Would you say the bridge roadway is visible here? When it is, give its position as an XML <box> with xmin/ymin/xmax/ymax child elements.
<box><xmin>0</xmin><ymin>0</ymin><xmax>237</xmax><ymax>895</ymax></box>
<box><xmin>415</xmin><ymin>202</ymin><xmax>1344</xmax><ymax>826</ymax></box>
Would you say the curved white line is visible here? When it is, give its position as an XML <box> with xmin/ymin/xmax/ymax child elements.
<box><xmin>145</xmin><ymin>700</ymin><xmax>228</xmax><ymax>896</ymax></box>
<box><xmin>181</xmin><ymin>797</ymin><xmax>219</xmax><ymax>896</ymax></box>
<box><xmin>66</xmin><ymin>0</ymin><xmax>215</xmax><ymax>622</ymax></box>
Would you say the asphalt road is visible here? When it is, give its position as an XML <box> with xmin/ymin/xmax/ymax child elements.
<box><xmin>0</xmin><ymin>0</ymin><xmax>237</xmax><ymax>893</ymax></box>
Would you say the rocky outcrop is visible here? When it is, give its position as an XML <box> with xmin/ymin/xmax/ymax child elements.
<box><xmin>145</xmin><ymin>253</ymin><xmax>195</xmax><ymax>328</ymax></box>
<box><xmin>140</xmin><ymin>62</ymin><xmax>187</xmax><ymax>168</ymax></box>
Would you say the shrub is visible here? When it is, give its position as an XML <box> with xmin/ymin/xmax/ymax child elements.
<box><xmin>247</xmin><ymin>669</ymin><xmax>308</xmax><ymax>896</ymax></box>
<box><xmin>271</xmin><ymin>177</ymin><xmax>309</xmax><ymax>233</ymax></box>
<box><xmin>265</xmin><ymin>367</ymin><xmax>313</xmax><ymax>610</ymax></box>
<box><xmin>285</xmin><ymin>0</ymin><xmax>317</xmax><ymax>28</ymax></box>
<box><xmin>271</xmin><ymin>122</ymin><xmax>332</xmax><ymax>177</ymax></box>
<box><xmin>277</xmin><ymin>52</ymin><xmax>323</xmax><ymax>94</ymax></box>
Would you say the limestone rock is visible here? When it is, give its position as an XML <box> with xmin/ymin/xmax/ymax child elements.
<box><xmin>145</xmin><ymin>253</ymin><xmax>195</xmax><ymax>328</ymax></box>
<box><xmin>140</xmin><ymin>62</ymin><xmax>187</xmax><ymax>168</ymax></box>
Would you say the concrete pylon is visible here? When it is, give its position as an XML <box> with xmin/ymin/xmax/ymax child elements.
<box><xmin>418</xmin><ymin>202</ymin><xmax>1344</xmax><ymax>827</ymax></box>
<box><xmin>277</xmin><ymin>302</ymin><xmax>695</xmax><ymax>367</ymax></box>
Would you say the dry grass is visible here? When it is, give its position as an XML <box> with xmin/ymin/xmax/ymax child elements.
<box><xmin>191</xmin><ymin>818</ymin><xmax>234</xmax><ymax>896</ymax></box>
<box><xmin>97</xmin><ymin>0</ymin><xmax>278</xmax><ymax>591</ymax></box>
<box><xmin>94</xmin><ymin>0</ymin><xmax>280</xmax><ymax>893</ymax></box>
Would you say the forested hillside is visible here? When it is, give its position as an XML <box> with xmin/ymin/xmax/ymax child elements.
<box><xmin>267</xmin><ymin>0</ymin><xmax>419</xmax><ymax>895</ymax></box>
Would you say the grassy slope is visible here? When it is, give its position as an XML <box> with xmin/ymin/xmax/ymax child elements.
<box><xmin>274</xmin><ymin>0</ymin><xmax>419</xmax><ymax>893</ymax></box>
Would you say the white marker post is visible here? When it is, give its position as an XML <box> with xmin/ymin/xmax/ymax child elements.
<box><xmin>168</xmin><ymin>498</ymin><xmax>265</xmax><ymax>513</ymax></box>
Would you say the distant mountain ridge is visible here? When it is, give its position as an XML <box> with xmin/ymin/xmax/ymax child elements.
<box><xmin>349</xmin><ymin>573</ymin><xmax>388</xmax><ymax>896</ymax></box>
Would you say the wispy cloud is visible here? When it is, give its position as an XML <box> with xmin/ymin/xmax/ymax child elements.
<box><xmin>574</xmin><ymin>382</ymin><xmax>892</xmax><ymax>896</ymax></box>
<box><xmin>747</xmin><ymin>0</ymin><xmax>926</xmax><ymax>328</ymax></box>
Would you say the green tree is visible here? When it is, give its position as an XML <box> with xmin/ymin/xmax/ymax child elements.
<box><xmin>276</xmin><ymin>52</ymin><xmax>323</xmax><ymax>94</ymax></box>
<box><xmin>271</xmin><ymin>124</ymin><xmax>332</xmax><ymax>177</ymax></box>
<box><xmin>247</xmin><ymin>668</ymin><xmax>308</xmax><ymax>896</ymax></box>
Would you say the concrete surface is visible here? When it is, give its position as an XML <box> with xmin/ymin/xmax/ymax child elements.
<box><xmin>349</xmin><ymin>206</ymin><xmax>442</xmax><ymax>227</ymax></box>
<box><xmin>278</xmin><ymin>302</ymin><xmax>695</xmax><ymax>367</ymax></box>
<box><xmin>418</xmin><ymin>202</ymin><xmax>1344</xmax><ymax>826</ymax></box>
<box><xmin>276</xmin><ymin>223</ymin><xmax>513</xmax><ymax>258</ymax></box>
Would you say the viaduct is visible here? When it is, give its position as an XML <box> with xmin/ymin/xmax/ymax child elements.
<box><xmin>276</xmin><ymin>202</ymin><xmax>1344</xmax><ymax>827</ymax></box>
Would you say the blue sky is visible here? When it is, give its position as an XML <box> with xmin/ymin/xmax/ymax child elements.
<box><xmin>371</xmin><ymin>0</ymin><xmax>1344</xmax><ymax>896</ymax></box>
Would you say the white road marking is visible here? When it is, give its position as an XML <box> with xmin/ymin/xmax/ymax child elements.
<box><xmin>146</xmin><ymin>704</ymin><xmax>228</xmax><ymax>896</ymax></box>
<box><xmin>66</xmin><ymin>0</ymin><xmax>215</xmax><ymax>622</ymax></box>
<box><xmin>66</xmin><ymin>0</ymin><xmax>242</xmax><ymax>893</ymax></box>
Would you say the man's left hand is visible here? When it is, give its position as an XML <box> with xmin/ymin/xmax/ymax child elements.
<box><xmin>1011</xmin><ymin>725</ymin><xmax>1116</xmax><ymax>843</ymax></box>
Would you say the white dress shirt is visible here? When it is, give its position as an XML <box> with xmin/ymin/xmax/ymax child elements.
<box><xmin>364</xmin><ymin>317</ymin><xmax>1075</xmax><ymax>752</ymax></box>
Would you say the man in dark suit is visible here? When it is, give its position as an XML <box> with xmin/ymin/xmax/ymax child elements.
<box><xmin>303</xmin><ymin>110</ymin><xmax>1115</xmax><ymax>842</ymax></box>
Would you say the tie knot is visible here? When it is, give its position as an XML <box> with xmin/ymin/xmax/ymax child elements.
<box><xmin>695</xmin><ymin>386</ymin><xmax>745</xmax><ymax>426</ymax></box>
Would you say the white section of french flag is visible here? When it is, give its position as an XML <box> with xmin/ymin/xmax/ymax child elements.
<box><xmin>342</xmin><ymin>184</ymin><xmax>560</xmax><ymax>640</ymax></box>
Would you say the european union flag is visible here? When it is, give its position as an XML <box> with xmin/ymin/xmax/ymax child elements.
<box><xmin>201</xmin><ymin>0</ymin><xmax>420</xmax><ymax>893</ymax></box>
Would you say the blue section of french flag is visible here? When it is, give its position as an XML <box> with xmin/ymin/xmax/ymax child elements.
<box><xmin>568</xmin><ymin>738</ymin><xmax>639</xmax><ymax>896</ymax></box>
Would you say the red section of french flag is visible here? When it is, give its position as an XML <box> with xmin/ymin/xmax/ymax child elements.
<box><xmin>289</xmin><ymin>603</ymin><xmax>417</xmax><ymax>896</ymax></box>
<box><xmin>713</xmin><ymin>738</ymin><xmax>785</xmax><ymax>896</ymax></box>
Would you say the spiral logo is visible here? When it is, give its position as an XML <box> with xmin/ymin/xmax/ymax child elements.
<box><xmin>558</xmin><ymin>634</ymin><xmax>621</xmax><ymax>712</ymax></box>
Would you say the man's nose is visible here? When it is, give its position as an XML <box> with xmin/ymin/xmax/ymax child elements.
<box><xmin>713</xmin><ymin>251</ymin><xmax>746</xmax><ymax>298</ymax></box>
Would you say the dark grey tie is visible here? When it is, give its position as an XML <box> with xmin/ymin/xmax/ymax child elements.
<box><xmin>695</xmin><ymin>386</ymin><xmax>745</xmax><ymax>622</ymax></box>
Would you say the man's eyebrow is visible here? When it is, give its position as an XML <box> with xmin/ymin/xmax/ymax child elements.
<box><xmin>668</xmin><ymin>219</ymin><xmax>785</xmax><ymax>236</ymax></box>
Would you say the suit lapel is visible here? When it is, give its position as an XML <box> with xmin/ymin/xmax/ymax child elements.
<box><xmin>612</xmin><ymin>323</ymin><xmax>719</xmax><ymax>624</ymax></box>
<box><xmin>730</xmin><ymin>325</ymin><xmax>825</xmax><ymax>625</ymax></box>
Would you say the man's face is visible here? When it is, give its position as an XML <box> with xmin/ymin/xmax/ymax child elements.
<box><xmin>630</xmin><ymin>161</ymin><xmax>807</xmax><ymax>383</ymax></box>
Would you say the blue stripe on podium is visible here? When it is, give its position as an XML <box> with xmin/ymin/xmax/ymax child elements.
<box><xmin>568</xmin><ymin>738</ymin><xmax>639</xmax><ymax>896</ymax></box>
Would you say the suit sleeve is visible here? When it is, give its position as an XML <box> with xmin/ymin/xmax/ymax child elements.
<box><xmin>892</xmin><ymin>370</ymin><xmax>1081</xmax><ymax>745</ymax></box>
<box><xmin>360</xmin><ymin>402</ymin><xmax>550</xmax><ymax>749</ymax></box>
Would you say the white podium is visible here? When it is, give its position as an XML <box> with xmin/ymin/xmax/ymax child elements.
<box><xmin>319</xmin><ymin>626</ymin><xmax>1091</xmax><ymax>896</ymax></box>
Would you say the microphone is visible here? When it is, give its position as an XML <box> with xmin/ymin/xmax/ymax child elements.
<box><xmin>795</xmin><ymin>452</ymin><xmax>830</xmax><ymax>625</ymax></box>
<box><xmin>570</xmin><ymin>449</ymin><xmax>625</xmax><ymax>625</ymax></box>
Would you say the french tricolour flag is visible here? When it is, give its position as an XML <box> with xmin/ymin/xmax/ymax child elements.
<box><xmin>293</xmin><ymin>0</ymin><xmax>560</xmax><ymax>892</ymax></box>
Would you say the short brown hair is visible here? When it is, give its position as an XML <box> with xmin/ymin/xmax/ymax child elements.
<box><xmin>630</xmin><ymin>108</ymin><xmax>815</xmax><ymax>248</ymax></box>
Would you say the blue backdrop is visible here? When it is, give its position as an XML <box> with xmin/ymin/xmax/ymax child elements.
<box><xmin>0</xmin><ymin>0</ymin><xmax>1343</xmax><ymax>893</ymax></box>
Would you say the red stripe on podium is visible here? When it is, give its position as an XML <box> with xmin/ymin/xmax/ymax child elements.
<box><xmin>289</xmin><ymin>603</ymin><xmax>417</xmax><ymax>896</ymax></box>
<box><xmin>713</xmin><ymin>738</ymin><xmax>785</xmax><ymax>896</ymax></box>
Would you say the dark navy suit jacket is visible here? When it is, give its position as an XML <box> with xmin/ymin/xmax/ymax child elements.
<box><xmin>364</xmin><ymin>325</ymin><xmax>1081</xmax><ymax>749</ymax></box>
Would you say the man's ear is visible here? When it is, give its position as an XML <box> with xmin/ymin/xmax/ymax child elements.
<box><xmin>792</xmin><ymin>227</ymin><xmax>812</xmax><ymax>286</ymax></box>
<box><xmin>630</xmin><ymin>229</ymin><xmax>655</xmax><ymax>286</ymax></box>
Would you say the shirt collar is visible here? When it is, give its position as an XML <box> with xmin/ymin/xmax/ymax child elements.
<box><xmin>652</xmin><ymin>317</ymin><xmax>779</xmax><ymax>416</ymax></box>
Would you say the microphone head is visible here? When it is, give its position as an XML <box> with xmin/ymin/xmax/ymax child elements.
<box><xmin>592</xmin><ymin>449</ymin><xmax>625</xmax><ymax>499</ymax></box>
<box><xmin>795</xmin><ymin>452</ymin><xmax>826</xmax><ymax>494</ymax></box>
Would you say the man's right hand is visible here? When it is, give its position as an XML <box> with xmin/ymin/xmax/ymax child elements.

########

■ **What is needed**:
From the listing above, pull out every line that contains the string "hand". Case counts.

■ **Response for this exercise**:
Would you say the man's left hand is visible here? When it is, give its position as an XML <box> with xmin/ymin/xmax/ymax child elements.
Would you say the man's right hand is visible here? When it is, give its position as an XML <box> with xmin/ymin/xmax/ymax child elements.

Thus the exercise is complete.